▸ SET EXERCISE
How many lines of the records contain the string "post", with case counting? Reply with the number alone.

▸ Picture annotation records
=======
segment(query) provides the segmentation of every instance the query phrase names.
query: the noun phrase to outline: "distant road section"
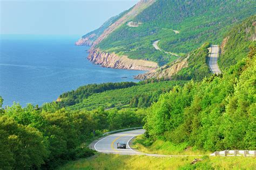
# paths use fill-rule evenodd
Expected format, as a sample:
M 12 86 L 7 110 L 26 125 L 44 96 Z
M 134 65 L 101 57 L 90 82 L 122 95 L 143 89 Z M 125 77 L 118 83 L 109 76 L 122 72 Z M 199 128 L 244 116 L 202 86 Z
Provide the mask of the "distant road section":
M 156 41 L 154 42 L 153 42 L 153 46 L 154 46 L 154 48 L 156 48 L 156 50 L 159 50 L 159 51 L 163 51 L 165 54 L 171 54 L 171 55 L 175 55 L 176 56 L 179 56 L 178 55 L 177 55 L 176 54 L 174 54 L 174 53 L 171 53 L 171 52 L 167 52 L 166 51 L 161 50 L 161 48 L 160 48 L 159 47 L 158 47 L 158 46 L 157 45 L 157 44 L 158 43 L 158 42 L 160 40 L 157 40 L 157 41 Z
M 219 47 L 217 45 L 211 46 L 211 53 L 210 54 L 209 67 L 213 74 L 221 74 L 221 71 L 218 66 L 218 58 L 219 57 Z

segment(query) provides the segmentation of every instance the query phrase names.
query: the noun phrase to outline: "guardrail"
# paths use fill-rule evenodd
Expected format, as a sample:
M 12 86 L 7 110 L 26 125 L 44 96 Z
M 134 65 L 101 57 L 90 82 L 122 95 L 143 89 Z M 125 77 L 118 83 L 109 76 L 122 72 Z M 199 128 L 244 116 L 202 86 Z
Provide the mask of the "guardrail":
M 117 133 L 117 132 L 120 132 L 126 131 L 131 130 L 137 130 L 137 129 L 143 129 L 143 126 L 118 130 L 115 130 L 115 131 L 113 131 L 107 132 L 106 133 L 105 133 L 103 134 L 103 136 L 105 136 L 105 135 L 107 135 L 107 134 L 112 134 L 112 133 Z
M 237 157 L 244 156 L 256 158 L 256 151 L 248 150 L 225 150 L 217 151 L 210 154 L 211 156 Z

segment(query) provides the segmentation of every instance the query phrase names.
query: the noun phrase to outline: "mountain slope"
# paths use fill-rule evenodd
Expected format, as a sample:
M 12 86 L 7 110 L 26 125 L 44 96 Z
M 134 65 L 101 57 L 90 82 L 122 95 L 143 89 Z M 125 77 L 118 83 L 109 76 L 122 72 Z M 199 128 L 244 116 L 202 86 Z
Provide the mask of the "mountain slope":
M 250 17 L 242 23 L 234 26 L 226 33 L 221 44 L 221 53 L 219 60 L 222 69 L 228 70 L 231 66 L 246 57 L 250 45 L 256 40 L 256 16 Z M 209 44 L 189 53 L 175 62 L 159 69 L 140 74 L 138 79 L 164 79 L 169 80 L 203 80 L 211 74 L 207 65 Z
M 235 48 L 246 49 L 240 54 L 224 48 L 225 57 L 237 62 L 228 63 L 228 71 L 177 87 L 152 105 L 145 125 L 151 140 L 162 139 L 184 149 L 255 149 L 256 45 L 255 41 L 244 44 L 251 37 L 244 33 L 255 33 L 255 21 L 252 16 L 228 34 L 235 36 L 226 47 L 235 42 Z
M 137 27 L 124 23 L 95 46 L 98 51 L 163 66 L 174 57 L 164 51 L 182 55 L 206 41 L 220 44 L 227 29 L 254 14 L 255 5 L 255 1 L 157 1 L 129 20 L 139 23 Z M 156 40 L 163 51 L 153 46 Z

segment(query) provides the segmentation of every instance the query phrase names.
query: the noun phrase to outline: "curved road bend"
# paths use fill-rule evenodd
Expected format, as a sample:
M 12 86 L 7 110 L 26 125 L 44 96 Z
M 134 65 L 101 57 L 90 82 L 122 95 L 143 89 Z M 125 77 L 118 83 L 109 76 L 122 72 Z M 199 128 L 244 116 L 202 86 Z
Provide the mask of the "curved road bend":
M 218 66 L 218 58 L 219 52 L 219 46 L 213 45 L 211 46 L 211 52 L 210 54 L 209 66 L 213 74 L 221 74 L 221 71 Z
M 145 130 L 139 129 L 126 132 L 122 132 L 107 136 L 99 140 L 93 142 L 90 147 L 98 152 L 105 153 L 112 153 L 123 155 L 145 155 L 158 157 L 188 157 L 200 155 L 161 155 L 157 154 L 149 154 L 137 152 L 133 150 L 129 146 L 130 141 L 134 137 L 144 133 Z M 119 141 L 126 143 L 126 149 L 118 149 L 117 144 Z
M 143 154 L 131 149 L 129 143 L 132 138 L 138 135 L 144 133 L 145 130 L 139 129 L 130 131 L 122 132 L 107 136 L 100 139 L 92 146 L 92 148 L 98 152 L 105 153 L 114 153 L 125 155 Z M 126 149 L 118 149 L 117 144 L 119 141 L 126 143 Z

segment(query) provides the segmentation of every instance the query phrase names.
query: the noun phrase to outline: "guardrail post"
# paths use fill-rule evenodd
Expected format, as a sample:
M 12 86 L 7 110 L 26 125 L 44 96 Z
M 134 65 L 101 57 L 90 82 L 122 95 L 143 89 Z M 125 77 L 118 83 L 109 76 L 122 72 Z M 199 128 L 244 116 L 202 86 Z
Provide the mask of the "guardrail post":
=======
▸ TASK SOLUTION
2